Problems >>
1. In the report on the restructuring of forest and wildlife bodies, on what date did The Hindu send its questionnaire to the officials?
2. From the report on the restructuring of forest and wildlife bodies, write out the passage starting at "Crucial wings weakened" and ending at "Society of India.", switching "transparency" to "accountability".

A meeting with the heads of all regional offices and specialised wings on the restructuring issue was held on May 2 under the chairmanship of the Director-General of Forests and Special Secretary (DGF&SS) through a video-conference.
The Hindu had on May 5 sent a questionnaire to the official email IDs of Minister Prakash Javadekar, the DGF&SS, the Secretary of MoEF&CC, the Member Secretary of NTCA, Additional Director of WCCB and the CZA on the issue. There have been no replies from any of them till date.
Crucial wings weakened
“These important organisations have very different objectives — forest management, species conservation, enforcement and research. Increasing efficiency and transparency is a must, but I am not sure this is going to be achieved by merging such very different bodies together. In fact, it could well weaken India’s efforts to protect the environment, at a time in history when it is critically needed,” said Belinda Wright of the Wildlife Protection Society of India.
“That this reorganisation exercise is being carried out secretly during lockdown is a cause of concern. If they go ahead, NTCA regional offices that are like last frontiers in protecting wildlife have to report to two bosses: Deputy Director-General of MoEF&CC regional offices and also to Member Secretary of NTCA in New Delhi,” said Assam-based environment activist Rohit Choudhary, who filed an RTI on April 20 seeking details of the plan.
“There is no doubt that reorganisation will result in loss of independence and integrity of NTCA, WCCB and FSI. Pressure can be exerted on the officials to accord clearances for environmentally-disastrous projects,” he added.

Material >>

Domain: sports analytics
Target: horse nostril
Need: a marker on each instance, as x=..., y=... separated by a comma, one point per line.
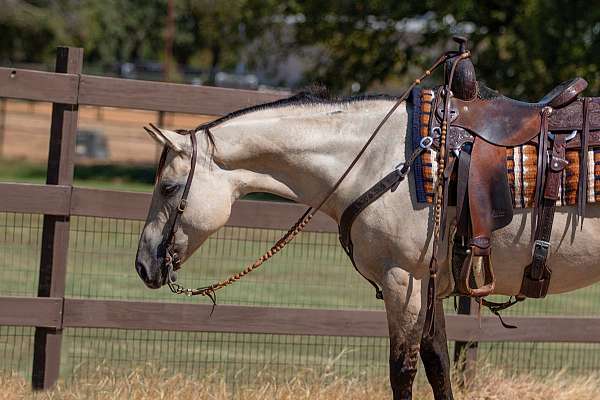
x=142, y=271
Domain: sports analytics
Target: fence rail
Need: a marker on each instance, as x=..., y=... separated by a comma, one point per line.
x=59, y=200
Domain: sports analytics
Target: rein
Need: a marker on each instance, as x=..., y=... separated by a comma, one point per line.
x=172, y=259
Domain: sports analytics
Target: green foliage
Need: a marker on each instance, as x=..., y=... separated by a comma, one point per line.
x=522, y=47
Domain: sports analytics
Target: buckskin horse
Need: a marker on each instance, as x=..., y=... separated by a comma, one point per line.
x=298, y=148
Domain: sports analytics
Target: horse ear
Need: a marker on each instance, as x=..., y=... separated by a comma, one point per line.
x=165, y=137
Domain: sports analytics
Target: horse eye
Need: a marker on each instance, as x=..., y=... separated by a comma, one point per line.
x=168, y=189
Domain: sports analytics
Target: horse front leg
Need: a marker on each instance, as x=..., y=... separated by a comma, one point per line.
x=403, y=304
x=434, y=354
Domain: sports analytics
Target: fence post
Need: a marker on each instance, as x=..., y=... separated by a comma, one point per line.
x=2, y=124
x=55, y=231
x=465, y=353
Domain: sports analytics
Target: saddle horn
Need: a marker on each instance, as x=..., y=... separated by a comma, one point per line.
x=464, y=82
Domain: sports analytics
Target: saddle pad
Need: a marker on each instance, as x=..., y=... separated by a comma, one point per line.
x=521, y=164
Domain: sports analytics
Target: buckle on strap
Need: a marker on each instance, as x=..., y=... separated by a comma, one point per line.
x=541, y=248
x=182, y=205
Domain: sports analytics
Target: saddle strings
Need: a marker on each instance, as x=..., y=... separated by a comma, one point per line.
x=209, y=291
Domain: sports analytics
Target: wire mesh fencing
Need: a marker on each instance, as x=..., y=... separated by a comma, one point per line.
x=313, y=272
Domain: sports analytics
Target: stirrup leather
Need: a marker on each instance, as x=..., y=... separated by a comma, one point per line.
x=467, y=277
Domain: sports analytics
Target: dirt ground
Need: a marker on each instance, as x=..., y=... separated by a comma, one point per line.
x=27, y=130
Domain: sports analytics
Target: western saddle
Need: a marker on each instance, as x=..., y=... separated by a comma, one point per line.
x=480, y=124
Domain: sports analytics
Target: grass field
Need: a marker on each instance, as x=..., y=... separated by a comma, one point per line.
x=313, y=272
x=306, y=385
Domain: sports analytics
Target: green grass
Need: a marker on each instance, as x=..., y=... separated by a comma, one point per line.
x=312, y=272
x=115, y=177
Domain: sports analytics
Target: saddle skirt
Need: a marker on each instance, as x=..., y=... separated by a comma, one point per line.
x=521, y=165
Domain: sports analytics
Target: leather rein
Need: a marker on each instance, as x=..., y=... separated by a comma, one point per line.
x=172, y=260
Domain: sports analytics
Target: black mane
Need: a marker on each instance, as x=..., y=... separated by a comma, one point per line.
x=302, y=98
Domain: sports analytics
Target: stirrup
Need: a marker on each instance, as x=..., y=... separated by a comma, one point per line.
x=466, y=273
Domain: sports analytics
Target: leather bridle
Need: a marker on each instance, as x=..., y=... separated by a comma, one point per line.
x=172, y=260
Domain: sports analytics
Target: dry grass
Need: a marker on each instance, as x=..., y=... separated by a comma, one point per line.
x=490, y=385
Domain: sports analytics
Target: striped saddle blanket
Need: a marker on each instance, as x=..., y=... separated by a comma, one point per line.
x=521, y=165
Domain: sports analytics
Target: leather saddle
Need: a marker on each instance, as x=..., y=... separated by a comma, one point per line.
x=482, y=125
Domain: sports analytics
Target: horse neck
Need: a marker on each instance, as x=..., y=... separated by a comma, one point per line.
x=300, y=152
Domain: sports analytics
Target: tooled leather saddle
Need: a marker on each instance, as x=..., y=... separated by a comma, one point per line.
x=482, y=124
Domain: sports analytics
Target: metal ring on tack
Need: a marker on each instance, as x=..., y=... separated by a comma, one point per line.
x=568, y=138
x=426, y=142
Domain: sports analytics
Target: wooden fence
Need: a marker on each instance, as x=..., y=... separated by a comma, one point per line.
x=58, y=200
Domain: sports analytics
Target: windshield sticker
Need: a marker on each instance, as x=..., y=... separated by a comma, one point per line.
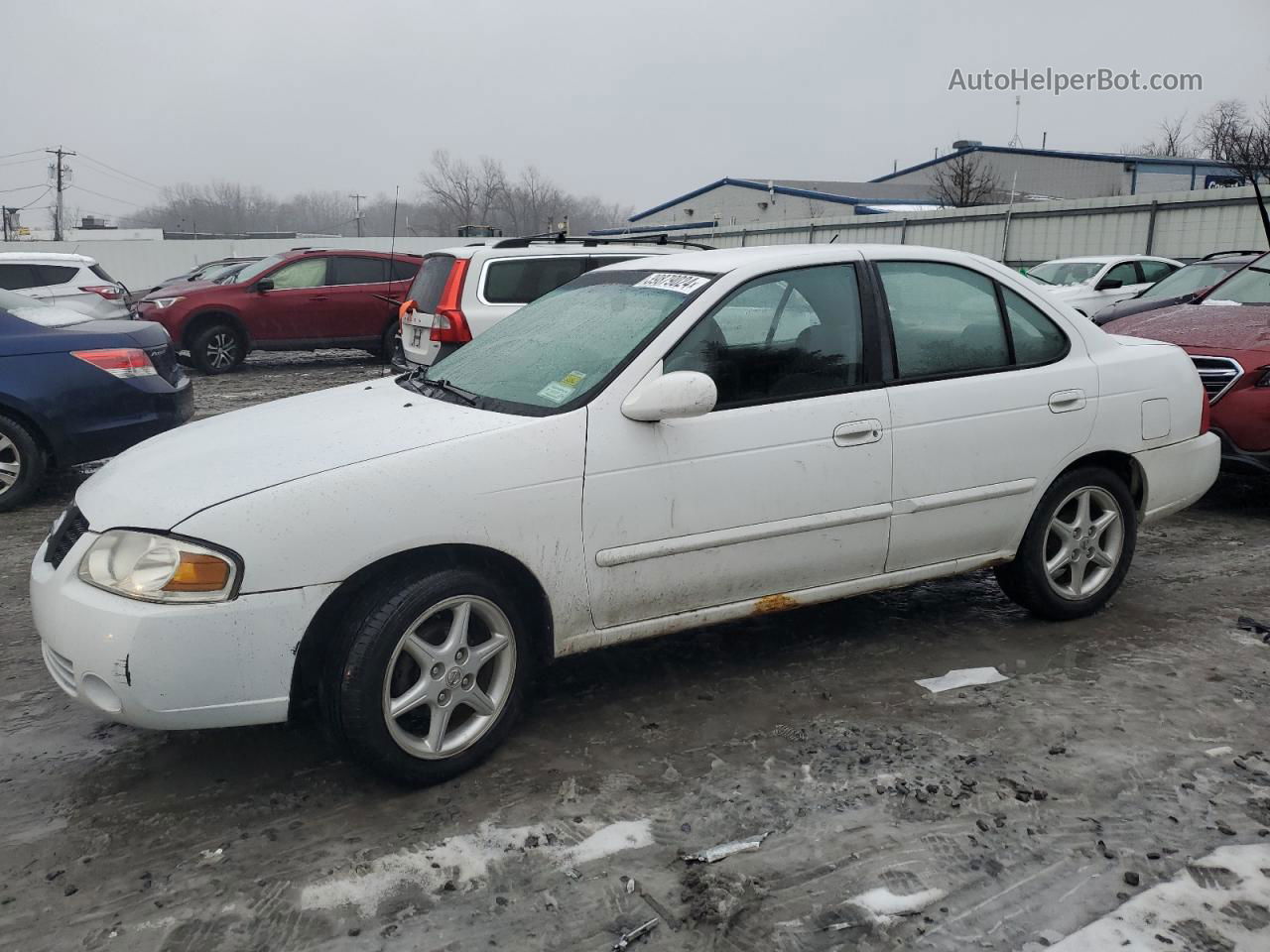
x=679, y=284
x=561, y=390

Outputs by task >>
1. May 5

2.
Crucial wings weakened
“These important organisations have very different objectives — forest management, species conservation, enforcement and research. Increasing efficiency and accountability is a must, but I am not sure this is going to be achieved by merging such very different bodies together. In fact, it could well weaken India’s efforts to protect the environment, at a time in history when it is critically needed,” said Belinda Wright of the Wildlife Protection Society of India.